- What to produce -
Turn every line of the entries below into a Markdown table with the columns Row and Line. Number the rows, skip any blank lines, and leave out the pictures.

- Given data -
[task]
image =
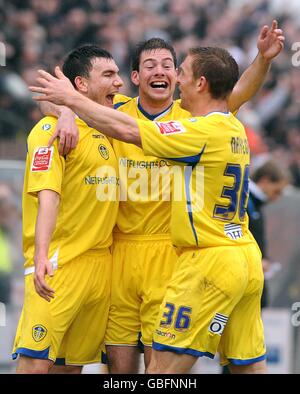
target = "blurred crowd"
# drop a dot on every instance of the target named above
(38, 33)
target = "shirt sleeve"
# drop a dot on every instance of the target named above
(181, 141)
(45, 165)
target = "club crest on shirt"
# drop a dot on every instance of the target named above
(103, 152)
(46, 126)
(42, 158)
(168, 128)
(39, 332)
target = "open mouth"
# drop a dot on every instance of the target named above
(110, 98)
(159, 85)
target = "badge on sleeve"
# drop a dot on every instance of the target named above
(42, 158)
(168, 128)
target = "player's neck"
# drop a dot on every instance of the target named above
(153, 107)
(204, 107)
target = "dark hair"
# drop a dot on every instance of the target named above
(270, 170)
(150, 45)
(218, 67)
(79, 61)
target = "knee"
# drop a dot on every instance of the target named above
(255, 368)
(28, 365)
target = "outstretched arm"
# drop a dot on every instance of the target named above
(66, 129)
(270, 43)
(45, 225)
(60, 91)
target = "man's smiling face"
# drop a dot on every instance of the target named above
(157, 75)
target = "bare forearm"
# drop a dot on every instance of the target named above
(249, 83)
(112, 123)
(50, 109)
(46, 220)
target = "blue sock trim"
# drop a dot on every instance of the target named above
(249, 361)
(178, 350)
(41, 354)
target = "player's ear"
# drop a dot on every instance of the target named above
(81, 84)
(201, 83)
(135, 78)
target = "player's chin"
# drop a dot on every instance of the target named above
(161, 95)
(109, 101)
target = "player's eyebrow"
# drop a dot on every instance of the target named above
(110, 70)
(150, 59)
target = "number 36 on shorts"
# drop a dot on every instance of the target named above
(177, 317)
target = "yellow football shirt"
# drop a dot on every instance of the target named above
(145, 180)
(211, 157)
(87, 182)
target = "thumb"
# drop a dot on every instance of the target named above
(50, 271)
(264, 32)
(53, 138)
(59, 73)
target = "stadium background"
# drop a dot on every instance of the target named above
(37, 34)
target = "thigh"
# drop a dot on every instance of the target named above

- Answer to the task -
| Row | Line |
|---|---|
| 1 | [task] |
| 2 | image = |
| 3 | target = "blurred crowd" |
| 4 | # drop a dot on every instance of the target named above |
| 5 | (38, 33) |
| 6 | target = "shirt sleeve" |
| 7 | # drop a dot on every instance of the target named above |
| 8 | (181, 141) |
| 9 | (45, 165) |
| 10 | target = "club crest on shirt" |
| 11 | # drop a dot on every instance of the target named above |
| 12 | (103, 152) |
| 13 | (46, 126) |
| 14 | (42, 158) |
| 15 | (168, 128) |
| 16 | (39, 332) |
| 17 | target = "open mouth" |
| 18 | # drop a dot on every instance of the target named above |
| 19 | (110, 98) |
| 20 | (159, 85) |
| 21 | target = "badge on sleeve" |
| 22 | # drop a dot on every instance of the target named above |
| 23 | (42, 158) |
| 24 | (168, 128) |
| 25 | target = "player's neck" |
| 26 | # drop a dot on every instance of the target named above |
| 27 | (153, 107) |
| 28 | (204, 107) |
| 29 | target = "dark hair" |
| 30 | # drop a dot on every instance of the target named above |
| 31 | (270, 170) |
| 32 | (150, 45) |
| 33 | (218, 67) |
| 34 | (79, 61) |
| 35 | target = "knee" |
| 36 | # drop a dot on every instance of the target named above |
| 37 | (255, 368) |
| 38 | (28, 365) |
| 39 | target = "outstretched arm" |
| 40 | # drop a dot on every instance of the target named above |
| 41 | (66, 129) |
| 42 | (270, 43) |
| 43 | (45, 225) |
| 44 | (60, 91) |
| 45 | target = "man's smiling face" |
| 46 | # drop a dot on every instance of the target named above |
| 47 | (157, 75) |
| 48 | target = "bare forearm" |
| 49 | # drop a dot on every instance of the target named above |
| 50 | (249, 83) |
| 51 | (112, 123) |
| 52 | (50, 109) |
| 53 | (46, 220) |
| 54 | target = "blue sock trim" |
| 55 | # drop a dot on every instance of the target named above |
| 56 | (249, 361) |
| 57 | (178, 350) |
| 58 | (41, 354) |
| 59 | target = "player's ear" |
| 60 | # drop a dot on every instance of the target named above |
| 61 | (81, 84) |
| 62 | (201, 83) |
| 63 | (135, 78) |
| 64 | target = "player's chin" |
| 65 | # drop a dot on every instance of the target named above |
| 66 | (161, 95) |
| 67 | (109, 101) |
| 68 | target = "player's eyebrow" |
| 69 | # drop a dot on every instance of the target named above |
| 70 | (110, 70) |
| 71 | (150, 59) |
| 72 | target = "number 36 on shorts" |
| 73 | # drop a dot on every instance of the target named above |
| 74 | (177, 317) |
| 75 | target = "yellow football shirt" |
| 76 | # drop a dot on every instance of the target named above |
| 77 | (145, 180) |
| 78 | (211, 157) |
| 79 | (87, 182) |
| 80 | target = "thumb" |
| 81 | # drop a dot on every instance of the target named above |
| 82 | (50, 271) |
| 83 | (264, 32) |
| 84 | (53, 138) |
| 85 | (59, 73) |
| 86 | target = "stadium background" |
| 87 | # drop a dot on every instance of the target named above |
| 88 | (37, 34) |
| 89 | target = "thigh" |
| 90 | # drop a dot on every instance of the target named above |